*Challenge*. Output the lines from the items below unchanged, starting with the line that contains "task: provide the mask of every instance of the mountain" and continuing through the line that contains "21 152 L 71", with both of those lines included.

Region segmentation data

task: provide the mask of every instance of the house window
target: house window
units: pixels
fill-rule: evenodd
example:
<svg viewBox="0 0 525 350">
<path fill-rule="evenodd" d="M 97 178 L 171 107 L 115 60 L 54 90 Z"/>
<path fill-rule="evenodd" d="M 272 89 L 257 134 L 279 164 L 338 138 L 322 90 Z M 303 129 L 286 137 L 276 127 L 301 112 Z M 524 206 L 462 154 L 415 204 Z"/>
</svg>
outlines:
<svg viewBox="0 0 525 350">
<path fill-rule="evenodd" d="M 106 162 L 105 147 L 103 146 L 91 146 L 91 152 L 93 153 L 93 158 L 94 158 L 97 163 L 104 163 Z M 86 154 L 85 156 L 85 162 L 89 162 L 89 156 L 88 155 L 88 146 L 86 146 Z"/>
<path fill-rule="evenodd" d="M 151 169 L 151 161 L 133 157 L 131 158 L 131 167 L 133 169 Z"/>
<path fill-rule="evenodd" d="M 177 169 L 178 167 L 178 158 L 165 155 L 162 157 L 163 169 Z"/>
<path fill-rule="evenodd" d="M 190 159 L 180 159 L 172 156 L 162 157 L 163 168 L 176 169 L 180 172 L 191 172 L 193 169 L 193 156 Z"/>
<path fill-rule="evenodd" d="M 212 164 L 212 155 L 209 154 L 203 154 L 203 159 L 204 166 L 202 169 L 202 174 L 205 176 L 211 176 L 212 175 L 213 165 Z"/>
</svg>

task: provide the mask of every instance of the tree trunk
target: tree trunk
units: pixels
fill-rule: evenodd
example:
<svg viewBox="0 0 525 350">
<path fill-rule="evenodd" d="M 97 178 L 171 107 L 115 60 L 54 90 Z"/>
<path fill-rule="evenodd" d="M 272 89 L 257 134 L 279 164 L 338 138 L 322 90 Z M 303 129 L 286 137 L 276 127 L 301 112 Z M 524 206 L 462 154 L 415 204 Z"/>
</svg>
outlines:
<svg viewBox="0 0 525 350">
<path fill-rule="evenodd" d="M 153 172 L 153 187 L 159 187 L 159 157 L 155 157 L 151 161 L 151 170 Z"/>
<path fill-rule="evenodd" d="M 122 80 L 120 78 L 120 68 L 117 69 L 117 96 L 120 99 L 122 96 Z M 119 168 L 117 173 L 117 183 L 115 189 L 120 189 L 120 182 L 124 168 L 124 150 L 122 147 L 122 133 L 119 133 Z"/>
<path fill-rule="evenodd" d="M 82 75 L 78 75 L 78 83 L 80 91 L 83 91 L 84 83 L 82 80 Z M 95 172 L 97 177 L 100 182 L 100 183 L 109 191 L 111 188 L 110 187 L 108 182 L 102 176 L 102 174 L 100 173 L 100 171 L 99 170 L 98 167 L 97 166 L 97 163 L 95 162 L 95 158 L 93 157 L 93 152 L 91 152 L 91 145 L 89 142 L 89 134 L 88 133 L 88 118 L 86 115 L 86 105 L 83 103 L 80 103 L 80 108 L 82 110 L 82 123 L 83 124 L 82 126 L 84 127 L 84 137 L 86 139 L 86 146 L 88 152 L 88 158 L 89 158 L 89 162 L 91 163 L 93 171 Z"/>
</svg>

==

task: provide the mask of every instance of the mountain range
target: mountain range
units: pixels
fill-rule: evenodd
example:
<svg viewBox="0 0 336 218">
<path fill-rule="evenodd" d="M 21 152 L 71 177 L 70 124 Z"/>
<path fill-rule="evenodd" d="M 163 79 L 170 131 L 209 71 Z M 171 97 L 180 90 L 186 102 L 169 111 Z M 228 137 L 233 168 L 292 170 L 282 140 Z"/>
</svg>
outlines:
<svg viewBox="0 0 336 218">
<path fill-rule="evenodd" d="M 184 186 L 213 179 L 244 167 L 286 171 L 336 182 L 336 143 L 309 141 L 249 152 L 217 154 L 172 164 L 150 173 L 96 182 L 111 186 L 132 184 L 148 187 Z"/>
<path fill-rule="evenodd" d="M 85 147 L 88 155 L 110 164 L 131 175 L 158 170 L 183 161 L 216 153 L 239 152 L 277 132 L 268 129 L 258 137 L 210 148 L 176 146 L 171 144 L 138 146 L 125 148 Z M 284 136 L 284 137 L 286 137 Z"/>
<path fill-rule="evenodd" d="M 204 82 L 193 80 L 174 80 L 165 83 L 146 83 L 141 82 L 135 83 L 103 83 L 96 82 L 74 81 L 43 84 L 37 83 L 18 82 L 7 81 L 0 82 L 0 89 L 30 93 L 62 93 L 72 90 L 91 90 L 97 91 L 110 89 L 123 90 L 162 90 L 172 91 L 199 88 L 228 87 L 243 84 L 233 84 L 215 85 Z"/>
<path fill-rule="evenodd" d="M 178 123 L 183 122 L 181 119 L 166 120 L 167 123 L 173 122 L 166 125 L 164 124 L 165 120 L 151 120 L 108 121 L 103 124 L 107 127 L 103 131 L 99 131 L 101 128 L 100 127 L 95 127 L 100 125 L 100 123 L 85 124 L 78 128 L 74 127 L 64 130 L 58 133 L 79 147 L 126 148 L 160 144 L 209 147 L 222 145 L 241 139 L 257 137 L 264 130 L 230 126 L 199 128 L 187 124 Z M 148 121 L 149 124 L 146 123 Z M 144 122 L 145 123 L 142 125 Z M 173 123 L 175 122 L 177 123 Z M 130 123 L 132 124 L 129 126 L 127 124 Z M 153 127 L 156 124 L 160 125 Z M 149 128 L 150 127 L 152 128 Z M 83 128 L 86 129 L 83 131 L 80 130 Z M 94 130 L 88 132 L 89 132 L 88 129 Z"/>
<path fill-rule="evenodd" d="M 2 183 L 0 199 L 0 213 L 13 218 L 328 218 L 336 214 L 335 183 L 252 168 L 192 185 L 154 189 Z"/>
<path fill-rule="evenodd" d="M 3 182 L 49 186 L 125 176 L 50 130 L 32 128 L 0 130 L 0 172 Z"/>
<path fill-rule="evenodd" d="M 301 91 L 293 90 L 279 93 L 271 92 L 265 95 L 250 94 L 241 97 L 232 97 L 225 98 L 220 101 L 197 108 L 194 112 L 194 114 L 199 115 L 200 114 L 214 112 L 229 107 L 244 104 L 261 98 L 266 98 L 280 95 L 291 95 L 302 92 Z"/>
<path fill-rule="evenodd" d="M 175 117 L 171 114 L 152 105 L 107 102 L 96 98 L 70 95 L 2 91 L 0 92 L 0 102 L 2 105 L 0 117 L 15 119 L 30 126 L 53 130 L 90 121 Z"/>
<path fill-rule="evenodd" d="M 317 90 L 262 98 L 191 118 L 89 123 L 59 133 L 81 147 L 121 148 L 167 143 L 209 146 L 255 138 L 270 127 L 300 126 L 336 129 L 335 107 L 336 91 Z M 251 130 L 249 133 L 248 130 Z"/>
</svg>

*Result*.
task: provide the mask of every instance of the mountain range
target: mountain range
units: pixels
fill-rule: evenodd
example:
<svg viewBox="0 0 336 218">
<path fill-rule="evenodd" d="M 21 152 L 71 177 L 70 124 Z"/>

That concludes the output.